___ Okuma parçası

TANI VE AYIRICI TANI
Anamnez, klinik, endoskopik ve radyografik muayene bulgularına bakılarak tanı konulur. Radyografi ve endoskopi trakeada dorsoventral yassılaşmayı gösterir. Kaudal, servikal ve kraniyal torasik trakeada şekillenen patolojik değişiklikler daha kolay belirlenebilir. Hematolojik değişiklikler pnömoni veya stres sonucudur. Ayırıcı tanıda benzer belirtilerle seyreden trakeal yabancı cisim, trakeal aktinobasillozis, neoplazmalar, bronkopnömoni, nekrotik larengitis ve trakeaya basınç yapan apse, lenf yumrusu büyümesi, hematom gibi lezyonlar dikkate alınmalıdır.

TEDAVİ
Trakeatomi yapılması, antibiyotik ve kortikosteroid kullanılması başarılı olmaz. Hastalarda trakeal halkaların biseksiyonu, anastomozu, internal ve eksternal protez uygulamaları gibi uygulamalar önerilmektedir. Eksternal protez buzağılarda ve keçilerde başarılı ile kullanılmıştır. Pratik bir uygulama olarak hastaların kesim zamanına kadar kapalı ve bağlı tutulması işe yarayabilir.

______
___ Kayıt alıntıları

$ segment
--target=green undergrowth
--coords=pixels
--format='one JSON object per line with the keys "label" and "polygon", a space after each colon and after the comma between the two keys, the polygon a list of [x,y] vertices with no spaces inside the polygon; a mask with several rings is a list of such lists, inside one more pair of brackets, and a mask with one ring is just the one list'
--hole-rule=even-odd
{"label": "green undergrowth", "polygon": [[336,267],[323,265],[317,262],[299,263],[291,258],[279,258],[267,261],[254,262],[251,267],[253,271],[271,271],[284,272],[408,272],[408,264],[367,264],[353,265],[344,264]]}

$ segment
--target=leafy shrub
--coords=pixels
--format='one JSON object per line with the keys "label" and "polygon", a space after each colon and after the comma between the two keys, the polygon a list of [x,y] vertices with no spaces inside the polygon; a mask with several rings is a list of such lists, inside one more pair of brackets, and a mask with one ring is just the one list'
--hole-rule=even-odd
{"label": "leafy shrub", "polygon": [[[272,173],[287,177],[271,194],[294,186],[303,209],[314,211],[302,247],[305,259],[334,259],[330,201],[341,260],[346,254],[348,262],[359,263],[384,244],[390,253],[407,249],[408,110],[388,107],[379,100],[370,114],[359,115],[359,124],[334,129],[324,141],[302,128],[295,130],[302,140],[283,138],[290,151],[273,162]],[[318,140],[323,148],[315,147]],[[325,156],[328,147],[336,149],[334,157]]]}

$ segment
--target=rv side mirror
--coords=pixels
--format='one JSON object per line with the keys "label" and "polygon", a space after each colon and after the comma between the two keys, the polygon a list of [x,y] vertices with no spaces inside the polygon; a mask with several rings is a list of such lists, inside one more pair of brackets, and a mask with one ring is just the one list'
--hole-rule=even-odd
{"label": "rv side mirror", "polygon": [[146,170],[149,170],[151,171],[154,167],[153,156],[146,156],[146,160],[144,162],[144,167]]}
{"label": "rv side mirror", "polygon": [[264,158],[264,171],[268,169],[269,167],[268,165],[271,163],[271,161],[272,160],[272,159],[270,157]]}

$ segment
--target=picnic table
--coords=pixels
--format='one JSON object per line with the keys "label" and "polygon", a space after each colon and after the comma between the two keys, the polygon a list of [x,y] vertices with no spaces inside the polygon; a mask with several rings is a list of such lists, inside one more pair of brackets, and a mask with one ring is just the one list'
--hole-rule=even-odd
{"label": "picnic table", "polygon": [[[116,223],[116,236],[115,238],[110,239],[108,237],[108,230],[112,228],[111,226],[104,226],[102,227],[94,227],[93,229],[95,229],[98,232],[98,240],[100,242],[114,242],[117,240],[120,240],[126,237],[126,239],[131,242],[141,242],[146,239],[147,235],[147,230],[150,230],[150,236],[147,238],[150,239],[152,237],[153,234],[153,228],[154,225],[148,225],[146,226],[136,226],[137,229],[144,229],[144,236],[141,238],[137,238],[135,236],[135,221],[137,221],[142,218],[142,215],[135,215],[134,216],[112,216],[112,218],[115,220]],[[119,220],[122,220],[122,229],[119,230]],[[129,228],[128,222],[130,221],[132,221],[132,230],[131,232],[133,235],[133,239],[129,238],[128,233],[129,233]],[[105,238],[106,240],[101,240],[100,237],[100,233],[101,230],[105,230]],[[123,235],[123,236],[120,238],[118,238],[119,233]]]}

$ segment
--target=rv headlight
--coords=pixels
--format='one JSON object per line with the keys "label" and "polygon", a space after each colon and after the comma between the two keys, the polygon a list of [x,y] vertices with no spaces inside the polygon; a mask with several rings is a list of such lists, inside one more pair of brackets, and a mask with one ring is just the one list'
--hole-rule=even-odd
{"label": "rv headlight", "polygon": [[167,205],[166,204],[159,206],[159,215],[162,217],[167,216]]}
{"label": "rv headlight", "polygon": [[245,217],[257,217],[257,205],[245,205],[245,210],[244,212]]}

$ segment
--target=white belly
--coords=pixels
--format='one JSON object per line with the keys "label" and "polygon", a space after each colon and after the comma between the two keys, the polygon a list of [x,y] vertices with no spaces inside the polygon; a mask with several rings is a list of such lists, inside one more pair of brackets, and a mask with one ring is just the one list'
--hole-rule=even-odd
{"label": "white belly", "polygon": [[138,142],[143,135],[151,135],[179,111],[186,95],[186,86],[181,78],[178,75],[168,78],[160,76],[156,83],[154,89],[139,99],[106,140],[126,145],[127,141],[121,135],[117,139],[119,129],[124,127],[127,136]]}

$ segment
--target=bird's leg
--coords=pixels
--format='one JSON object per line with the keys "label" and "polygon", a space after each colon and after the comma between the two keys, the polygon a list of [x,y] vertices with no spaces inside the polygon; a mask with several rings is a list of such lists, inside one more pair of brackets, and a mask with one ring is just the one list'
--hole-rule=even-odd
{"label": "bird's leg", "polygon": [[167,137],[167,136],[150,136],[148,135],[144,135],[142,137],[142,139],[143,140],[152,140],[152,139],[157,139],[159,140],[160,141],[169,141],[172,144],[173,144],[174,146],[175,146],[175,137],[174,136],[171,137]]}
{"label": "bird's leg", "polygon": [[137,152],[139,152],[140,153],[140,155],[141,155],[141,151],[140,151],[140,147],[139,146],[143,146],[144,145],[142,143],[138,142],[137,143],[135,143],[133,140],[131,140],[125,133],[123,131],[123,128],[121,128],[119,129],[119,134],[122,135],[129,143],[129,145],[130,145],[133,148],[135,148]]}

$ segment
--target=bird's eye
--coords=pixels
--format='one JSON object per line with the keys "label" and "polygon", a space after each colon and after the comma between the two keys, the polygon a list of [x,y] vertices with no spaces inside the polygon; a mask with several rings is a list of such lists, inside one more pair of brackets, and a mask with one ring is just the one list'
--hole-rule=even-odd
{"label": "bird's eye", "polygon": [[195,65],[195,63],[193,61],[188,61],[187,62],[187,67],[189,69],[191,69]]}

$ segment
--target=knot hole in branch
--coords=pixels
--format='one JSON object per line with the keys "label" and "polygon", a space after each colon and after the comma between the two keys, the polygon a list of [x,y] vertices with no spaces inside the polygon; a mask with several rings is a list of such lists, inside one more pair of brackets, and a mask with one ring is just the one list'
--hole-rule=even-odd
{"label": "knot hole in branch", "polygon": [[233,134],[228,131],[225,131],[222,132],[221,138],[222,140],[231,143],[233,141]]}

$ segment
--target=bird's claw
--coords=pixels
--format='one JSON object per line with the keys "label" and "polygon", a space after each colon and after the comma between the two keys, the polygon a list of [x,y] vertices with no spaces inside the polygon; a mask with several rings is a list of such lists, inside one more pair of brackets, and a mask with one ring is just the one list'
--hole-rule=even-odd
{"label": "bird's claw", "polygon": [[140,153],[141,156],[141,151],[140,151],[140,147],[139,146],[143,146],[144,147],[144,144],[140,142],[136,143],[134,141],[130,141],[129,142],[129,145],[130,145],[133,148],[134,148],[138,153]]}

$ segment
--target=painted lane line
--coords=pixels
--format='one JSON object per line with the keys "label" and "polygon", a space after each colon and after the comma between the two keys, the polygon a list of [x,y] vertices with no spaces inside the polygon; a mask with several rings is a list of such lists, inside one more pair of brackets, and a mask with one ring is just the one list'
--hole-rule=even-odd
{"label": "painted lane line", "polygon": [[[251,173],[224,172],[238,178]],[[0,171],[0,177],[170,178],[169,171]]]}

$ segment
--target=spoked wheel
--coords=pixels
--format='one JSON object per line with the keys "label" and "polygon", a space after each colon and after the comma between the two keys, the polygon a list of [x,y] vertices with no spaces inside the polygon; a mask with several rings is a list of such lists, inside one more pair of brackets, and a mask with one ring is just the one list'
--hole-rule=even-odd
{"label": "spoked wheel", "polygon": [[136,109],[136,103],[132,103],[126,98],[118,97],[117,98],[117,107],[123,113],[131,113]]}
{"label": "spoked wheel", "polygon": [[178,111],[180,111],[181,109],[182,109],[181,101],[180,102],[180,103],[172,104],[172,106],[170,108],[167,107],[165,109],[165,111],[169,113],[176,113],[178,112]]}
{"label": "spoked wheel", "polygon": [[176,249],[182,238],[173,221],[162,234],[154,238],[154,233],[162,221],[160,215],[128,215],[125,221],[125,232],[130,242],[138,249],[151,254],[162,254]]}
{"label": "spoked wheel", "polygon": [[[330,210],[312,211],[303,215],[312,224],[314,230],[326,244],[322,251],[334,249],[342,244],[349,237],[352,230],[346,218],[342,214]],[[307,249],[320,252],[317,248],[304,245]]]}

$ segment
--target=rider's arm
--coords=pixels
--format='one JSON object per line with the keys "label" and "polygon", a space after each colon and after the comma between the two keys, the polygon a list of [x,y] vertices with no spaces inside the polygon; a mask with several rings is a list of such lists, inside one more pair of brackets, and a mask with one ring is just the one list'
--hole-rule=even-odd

______

[Alıştırma ayrıntıları]: Okuma parçasında "TANI VE AYIRICI" ile "lezyonlar dikkate alınmalıdır." arasındaki bölümü, bu ifadeler de dahil olmak üzere harfi harfine tekrar yazın. Bu satırlar başka bir kaynaktan alınmıştır.

[Alıştırmanın yanıtı]:
TANI VE AYIRICI TANI
Anamnez, klinik, endoskopik ve radyografik muayene bulgularına bakılarak tanı konulur. Radyografi ve endoskopi trakeada dorsoventral yassılaşmayı gösterir. Kaudal, servikal ve kraniyal torasik trakeada şekillenen patolojik değişiklikler daha kolay belirlenebilir. Hematolojik değişiklikler pnömoni veya stres sonucudur. Ayırıcı tanıda benzer belirtilerle seyreden trakeal yabancı cisim, trakeal aktinobasillozis, neoplazmalar, bronkopnömoni, nekrotik larengitis ve trakeaya basınç yapan apse, lenf yumrusu büyümesi, hematom gibi lezyonlar dikkate alınmalıdır.